Start of EXTRACTED MATERIAL

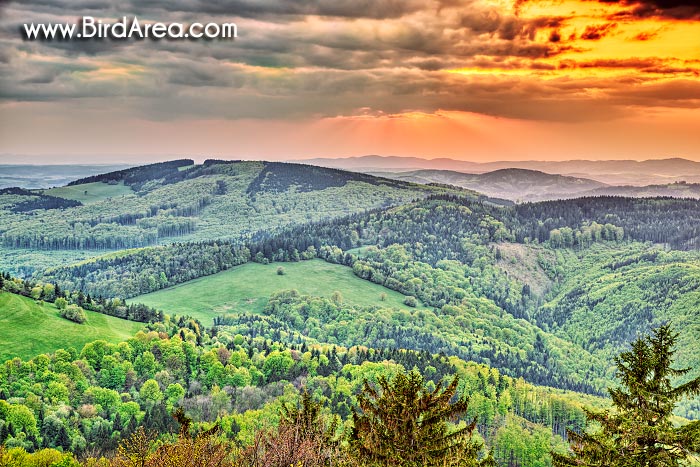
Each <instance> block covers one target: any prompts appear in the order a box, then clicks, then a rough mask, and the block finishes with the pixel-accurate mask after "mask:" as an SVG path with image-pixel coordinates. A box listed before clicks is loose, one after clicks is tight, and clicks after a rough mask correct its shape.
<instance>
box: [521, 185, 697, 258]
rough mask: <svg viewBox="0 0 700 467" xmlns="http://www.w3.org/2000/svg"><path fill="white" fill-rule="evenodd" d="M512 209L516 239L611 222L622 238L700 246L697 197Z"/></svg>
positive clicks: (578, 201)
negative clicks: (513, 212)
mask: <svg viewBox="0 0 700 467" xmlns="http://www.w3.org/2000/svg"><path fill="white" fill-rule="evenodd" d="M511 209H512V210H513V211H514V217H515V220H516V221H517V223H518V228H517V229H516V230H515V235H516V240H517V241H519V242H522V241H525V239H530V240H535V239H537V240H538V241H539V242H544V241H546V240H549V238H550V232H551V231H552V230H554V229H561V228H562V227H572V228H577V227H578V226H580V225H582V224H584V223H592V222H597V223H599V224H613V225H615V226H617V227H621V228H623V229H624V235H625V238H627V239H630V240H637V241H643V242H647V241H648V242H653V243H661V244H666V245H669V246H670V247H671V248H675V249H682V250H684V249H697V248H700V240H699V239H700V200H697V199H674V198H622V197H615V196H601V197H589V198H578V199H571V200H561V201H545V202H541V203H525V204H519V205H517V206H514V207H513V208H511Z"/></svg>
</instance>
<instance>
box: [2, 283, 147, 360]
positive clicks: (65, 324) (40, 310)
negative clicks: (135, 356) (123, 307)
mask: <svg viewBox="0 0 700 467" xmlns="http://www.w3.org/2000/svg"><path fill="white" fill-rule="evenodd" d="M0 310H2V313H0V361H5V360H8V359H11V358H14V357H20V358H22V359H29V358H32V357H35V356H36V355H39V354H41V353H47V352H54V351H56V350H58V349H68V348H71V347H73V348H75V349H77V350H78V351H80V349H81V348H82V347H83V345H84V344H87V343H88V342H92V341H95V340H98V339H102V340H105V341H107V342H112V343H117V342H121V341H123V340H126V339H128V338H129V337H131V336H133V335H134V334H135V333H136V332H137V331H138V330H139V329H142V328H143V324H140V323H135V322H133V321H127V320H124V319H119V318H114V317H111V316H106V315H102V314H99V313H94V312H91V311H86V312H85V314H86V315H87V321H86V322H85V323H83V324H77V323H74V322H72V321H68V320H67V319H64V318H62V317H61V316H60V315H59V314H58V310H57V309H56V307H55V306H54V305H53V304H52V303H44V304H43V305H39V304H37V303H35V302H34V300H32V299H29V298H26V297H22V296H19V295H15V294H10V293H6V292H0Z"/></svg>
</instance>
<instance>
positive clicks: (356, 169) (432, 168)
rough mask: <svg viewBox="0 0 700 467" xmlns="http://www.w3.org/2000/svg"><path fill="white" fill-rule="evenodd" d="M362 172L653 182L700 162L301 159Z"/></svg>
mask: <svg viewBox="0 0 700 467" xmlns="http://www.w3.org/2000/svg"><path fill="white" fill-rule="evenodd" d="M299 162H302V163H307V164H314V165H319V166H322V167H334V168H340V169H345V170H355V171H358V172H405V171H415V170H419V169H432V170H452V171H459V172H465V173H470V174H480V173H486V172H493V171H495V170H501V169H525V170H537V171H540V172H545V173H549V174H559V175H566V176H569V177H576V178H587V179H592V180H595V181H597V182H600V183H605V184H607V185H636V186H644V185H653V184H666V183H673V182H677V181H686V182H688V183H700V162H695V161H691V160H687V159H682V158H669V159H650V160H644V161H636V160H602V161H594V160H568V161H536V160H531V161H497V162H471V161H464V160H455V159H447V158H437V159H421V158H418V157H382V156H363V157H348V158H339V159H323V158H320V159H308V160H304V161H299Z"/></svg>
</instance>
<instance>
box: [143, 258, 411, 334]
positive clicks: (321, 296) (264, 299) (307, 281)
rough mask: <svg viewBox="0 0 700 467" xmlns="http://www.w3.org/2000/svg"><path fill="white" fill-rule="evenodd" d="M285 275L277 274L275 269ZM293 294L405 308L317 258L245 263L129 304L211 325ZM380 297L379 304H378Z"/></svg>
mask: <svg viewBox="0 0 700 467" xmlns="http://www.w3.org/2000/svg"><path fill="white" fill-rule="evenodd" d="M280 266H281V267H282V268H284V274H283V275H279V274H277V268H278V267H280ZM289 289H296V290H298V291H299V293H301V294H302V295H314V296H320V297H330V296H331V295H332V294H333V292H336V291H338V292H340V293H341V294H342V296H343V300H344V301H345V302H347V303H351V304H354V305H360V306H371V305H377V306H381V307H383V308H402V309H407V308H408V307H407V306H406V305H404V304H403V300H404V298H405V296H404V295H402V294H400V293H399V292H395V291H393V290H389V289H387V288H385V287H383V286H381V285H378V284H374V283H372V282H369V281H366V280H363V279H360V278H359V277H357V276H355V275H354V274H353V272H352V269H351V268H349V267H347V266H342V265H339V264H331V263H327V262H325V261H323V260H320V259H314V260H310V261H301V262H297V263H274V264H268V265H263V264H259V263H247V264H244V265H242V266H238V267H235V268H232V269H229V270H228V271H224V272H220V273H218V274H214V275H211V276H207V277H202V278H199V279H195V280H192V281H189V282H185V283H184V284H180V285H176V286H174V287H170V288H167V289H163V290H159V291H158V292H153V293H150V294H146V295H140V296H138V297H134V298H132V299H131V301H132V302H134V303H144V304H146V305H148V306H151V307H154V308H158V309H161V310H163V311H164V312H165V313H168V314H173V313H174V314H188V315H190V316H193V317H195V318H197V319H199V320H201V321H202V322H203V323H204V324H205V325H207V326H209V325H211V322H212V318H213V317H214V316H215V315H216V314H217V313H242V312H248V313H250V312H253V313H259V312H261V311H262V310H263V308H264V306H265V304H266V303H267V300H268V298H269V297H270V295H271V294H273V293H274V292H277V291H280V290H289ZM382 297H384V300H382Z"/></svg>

End of EXTRACTED MATERIAL

→ TASK INSTRUCTIONS: Copy out each line above that contains the string "positive". Case counts.

→ ANSWER AREA:
positive clicks: (578, 201)
positive clicks: (65, 324) (40, 310)
positive clicks: (356, 169) (432, 168)
positive clicks: (321, 296) (264, 299) (307, 281)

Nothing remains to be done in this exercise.